### DOCUMENT EXTRACT
______
November 18th, 2009 by Mike Vasilinda

Inmates on Florida’s Death Row have an equal chance of dying from old age as they do from lethal injection. Since 1993, 74 death row inmates have gone to their maker, but only half of them died from execution. As Mike Vasilinda tells us, even supporters believe the system is broken.

Florida has four death row inmates over age 70. William Cruse, who opened fire in a grocery store, is 82. 54 others sentenced to death have already turned 60.

Some have been on death row more than three decades. Larry Spalding used to run the agency credited with keeping many of them alive and he says those with a lengthy stay will likely never be executed.

“They really have all but gone insane,” Spalding said. “Those cases are being resolved the way that live without parole is being resolved, they will die in prison.

Since 1993, Florida has executed 37 people. But just as many death row inmates have died of other causes.

Frank Valdez died at the hands of guards. The other 36 from bad health.

Prosecutors are livid.

“In my opinion, the governor ought to sit down and sign about 60 or 70 of them today,” Meggs said. “And let’s get started and do a couple a week, until we get caught up.”

But those who have fought the state and won say the backlog will never be cleared.

“Even if you got serious about the death penalty and we started executing one or two a month, you’d still never catch up,” Spalding said.

And even prosecutor Meggs concedes the way the death penalty is applied now makes it “totally Ineffective.”

At least one of the 37 who died from cancer on death row was posthumously exonerated by DNA after spending more than 15 years facing death.
______
Stored items
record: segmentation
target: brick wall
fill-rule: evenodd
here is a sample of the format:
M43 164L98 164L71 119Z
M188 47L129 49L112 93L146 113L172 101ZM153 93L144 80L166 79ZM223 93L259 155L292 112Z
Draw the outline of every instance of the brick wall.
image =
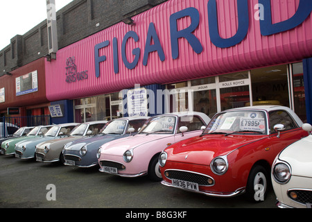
______
### ABOUT THIS EXERCISE
Rewrite the Florida death row report between "November 18th, 2009" and "never be executed.", inclusive, replacing "grocery store" with "supermarket".

### REPLY TO THE EXERCISE
November 18th, 2009 by Mike Vasilinda

Inmates on Florida’s Death Row have an equal chance of dying from old age as they do from lethal injection. Since 1993, 74 death row inmates have gone to their maker, but only half of them died from execution. As Mike Vasilinda tells us, even supporters believe the system is broken.

Florida has four death row inmates over age 70. William Cruse, who opened fire in a supermarket, is 82. 54 others sentenced to death have already turned 60.

Some have been on death row more than three decades. Larry Spalding used to run the agency credited with keeping many of them alive and he says those with a lengthy stay will likely never be executed.